### Exercise details
What does the proposal on Alberta's provincial constitution say from "Why this article" to "for ordinary amendments."? Reproduce that passage word for word.

### Excerpt provided

Why this article is proposed
A provincial constitution that can be changed by simple majority of the Assembly offers little additional protection beyond ordinary legislation. The article establishes the formal supremacy of the provincial constitution within Alberta's sphere, identifies a small set of articles that are entrenched against future erosion, and sets the threshold for ordinary amendments.
What it would change
Section 1 declares the provincial constitution supreme over ordinary Alberta law, regulation, and administrative action. Section 2 entrenches six articles (rights, fiscal responsibility, family, digital rights, religious liberty, and medical autonomy), amendable only by constitutional convention with unanimous district ratification. Section 3 sets the standard amendment threshold at a two-thirds Assembly vote plus a majority in two-thirds of districts at a province-wide referendum.
The legal basis
Constitution Act, 1982 s.45 lets each province amend the constitution of the province. That includes the power to declare supremacy within the provincial sphere and to set higher amendment thresholds for particular provisions. The article does not touch any subject within ss.41, 42, or 43 of the Constitution Act, 1982, so it is reachable by Alberta acting alone. The article remains subject to the Constitution of Canada under s.52(1).
Open questions
Three questions for Albertans: whether the entrenched list (six articles) is the right scope; whether district-level unanimity at a constitutional convention is achievable in practice or operates as a permanent freeze; and how to phrase the supremacy clause in Section 1 so that it is understood as supremacy within the provincial sphere, not over the Constitution of Canada.

### Extracted records
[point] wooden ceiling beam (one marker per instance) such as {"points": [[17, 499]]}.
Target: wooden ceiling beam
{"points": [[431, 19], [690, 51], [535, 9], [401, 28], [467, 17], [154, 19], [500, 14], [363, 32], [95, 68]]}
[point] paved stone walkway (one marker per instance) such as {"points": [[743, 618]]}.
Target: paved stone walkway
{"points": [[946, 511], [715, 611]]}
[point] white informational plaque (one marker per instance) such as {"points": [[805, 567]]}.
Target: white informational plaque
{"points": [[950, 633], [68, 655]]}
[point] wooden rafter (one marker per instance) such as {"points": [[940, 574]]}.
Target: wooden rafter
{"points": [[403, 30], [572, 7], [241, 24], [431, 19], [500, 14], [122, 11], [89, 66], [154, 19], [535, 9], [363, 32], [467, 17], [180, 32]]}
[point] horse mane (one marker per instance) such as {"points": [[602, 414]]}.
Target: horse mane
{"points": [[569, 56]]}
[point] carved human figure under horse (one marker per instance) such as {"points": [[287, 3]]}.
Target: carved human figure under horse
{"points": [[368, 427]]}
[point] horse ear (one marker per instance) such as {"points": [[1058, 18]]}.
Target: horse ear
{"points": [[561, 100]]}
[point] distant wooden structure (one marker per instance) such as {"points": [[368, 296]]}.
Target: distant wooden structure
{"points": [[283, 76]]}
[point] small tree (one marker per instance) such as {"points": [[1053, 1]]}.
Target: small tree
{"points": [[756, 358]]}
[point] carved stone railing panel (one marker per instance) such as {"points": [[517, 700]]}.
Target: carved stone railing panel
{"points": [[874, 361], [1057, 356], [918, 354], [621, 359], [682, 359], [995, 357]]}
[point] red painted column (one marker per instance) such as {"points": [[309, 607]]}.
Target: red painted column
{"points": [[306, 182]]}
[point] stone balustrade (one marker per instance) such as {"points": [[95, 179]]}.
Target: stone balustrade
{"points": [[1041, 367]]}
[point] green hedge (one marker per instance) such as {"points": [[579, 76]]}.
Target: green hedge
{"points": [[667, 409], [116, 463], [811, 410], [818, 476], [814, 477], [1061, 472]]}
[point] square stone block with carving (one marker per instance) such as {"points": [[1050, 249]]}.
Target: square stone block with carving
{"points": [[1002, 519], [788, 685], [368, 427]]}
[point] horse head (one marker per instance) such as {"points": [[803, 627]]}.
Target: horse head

### Solution
Why this article is proposed
A provincial constitution that can be changed by simple majority of the Assembly offers little additional protection beyond ordinary legislation. The article establishes the formal supremacy of the provincial constitution within Alberta's sphere, identifies a small set of articles that are entrenched against future erosion, and sets the threshold for ordinary amendments.